- _EXERCISE DIRECTIONS_: Your answer should be the lines from the start of the records through the line with "Pick out the chin", copied word for word.

- _MATERIAL SUPPLIED_:
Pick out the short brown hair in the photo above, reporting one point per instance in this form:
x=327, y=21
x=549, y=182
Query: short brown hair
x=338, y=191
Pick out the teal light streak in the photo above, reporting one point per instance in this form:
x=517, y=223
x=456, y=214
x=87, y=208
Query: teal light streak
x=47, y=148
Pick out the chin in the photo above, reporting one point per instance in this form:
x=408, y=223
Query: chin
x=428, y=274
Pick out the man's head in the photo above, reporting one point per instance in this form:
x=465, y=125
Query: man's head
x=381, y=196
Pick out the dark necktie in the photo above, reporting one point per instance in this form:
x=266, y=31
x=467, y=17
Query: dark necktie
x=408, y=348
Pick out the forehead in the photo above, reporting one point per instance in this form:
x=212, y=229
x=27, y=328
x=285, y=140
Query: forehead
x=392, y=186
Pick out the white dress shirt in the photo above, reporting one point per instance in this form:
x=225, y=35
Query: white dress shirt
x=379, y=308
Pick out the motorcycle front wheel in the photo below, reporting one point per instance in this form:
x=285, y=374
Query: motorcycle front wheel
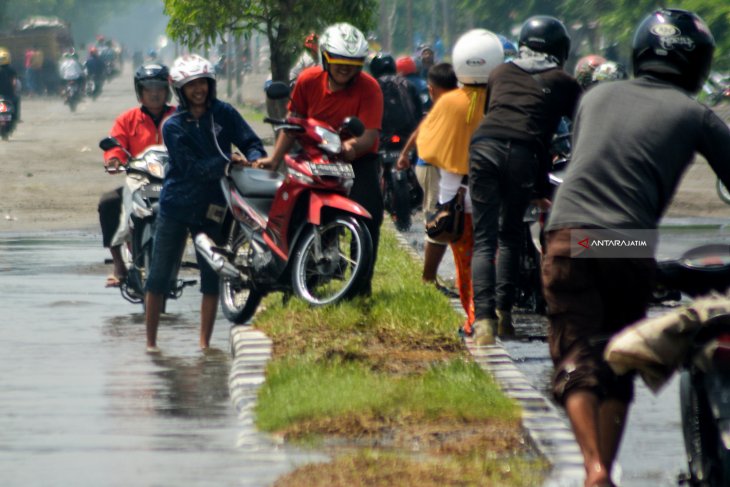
x=332, y=260
x=238, y=301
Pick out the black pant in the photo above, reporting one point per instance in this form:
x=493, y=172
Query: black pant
x=110, y=209
x=366, y=192
x=502, y=175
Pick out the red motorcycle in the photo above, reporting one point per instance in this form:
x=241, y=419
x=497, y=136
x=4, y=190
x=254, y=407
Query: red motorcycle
x=298, y=233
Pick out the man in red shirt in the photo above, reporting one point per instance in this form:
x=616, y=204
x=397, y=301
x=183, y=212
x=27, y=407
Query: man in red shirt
x=136, y=129
x=332, y=92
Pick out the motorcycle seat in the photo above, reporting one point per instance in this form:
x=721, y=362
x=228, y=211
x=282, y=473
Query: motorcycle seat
x=256, y=183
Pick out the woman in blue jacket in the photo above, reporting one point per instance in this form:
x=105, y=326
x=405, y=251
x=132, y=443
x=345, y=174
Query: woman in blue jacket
x=199, y=137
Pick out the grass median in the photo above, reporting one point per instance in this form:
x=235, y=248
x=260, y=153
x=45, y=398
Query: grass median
x=386, y=387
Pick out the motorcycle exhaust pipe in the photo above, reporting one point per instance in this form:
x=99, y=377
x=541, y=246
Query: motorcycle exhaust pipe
x=220, y=265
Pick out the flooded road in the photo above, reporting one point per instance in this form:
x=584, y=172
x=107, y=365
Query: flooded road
x=84, y=405
x=652, y=451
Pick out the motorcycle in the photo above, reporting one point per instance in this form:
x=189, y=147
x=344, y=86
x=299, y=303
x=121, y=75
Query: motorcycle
x=298, y=233
x=143, y=185
x=697, y=343
x=402, y=195
x=7, y=118
x=529, y=284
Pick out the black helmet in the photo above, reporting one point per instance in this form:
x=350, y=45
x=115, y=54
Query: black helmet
x=382, y=64
x=675, y=45
x=546, y=34
x=152, y=75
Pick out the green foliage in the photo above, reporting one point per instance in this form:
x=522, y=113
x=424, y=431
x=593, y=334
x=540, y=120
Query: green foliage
x=85, y=16
x=301, y=390
x=597, y=26
x=284, y=22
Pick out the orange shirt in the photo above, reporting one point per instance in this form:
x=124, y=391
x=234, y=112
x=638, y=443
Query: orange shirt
x=313, y=98
x=136, y=131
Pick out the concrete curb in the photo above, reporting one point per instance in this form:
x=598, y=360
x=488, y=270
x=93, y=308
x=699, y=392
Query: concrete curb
x=546, y=428
x=251, y=350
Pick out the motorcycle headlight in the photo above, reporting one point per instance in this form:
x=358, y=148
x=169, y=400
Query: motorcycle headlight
x=330, y=141
x=156, y=169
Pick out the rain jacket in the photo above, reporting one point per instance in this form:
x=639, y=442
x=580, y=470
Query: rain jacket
x=199, y=153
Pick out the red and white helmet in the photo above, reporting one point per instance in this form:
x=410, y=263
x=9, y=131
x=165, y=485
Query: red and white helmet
x=188, y=68
x=343, y=44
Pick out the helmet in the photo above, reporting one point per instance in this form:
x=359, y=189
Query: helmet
x=675, y=44
x=382, y=64
x=405, y=65
x=423, y=48
x=311, y=41
x=343, y=44
x=609, y=71
x=585, y=67
x=509, y=48
x=475, y=54
x=546, y=34
x=188, y=68
x=149, y=75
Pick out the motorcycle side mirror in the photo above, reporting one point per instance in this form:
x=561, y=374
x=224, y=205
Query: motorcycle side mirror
x=108, y=143
x=354, y=126
x=277, y=91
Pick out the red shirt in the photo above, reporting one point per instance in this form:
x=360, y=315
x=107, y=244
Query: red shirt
x=313, y=98
x=136, y=131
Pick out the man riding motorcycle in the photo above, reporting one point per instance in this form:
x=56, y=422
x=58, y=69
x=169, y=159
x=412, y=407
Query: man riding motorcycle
x=8, y=82
x=135, y=129
x=332, y=92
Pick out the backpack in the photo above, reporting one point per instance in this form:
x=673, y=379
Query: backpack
x=399, y=111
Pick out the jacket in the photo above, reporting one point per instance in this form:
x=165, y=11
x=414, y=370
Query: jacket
x=199, y=153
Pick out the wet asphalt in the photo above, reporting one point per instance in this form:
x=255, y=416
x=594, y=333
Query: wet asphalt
x=652, y=451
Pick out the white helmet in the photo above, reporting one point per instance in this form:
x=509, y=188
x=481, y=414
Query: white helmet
x=475, y=54
x=343, y=44
x=188, y=68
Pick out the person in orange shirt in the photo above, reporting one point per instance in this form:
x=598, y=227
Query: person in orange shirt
x=332, y=92
x=444, y=135
x=136, y=129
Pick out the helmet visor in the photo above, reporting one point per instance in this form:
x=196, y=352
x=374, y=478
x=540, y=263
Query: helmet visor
x=335, y=59
x=153, y=84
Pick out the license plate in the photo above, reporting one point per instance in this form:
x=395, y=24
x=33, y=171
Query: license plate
x=338, y=169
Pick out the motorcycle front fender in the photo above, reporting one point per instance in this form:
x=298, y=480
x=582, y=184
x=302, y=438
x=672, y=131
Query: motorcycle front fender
x=318, y=201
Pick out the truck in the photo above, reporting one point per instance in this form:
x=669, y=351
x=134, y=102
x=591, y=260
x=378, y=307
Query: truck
x=50, y=35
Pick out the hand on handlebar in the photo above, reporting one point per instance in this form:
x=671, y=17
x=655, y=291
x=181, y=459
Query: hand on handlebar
x=264, y=163
x=112, y=165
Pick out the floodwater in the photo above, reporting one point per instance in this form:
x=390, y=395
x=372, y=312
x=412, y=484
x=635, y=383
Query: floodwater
x=652, y=451
x=84, y=405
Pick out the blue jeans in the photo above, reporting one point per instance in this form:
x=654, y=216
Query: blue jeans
x=502, y=175
x=167, y=251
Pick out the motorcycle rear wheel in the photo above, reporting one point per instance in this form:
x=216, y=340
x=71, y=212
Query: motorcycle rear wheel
x=238, y=301
x=332, y=261
x=723, y=192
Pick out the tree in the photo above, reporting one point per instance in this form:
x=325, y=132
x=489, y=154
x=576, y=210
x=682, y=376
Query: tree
x=285, y=23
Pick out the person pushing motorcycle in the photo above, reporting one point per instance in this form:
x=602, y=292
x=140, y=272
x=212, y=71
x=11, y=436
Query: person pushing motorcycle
x=332, y=92
x=198, y=136
x=135, y=129
x=632, y=142
x=9, y=82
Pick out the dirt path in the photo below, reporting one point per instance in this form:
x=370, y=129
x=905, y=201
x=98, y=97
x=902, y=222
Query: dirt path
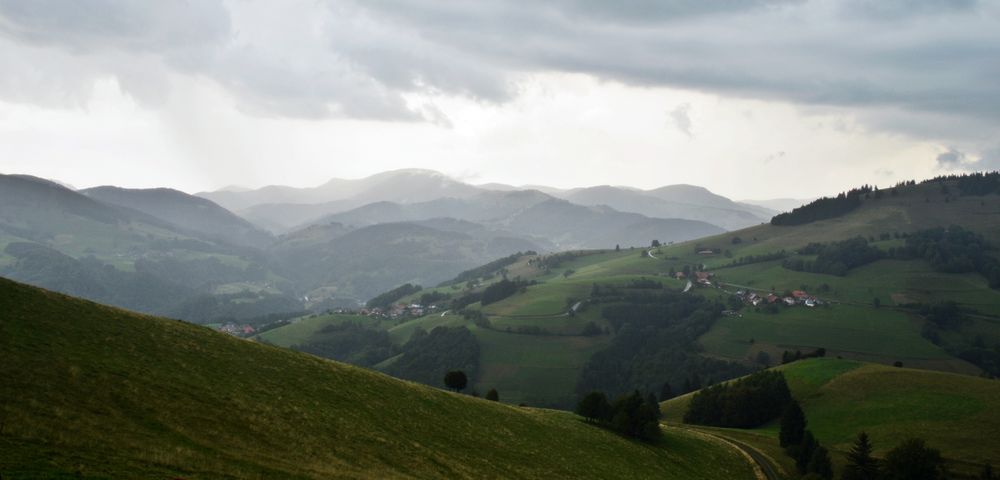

- _SOLUTION TO THE PROBLEM_:
Pick out the short brown hair in the photo above, reporting one point per instance in this form:
x=327, y=21
x=549, y=182
Query: short brown hair
x=338, y=191
Pick out the teal light streak in the photo above, reporting one point per instance in this form:
x=517, y=223
x=456, y=214
x=87, y=208
Query: teal light streak
x=47, y=148
Pick out the chin in the photo above, reporting one point per instance in this form:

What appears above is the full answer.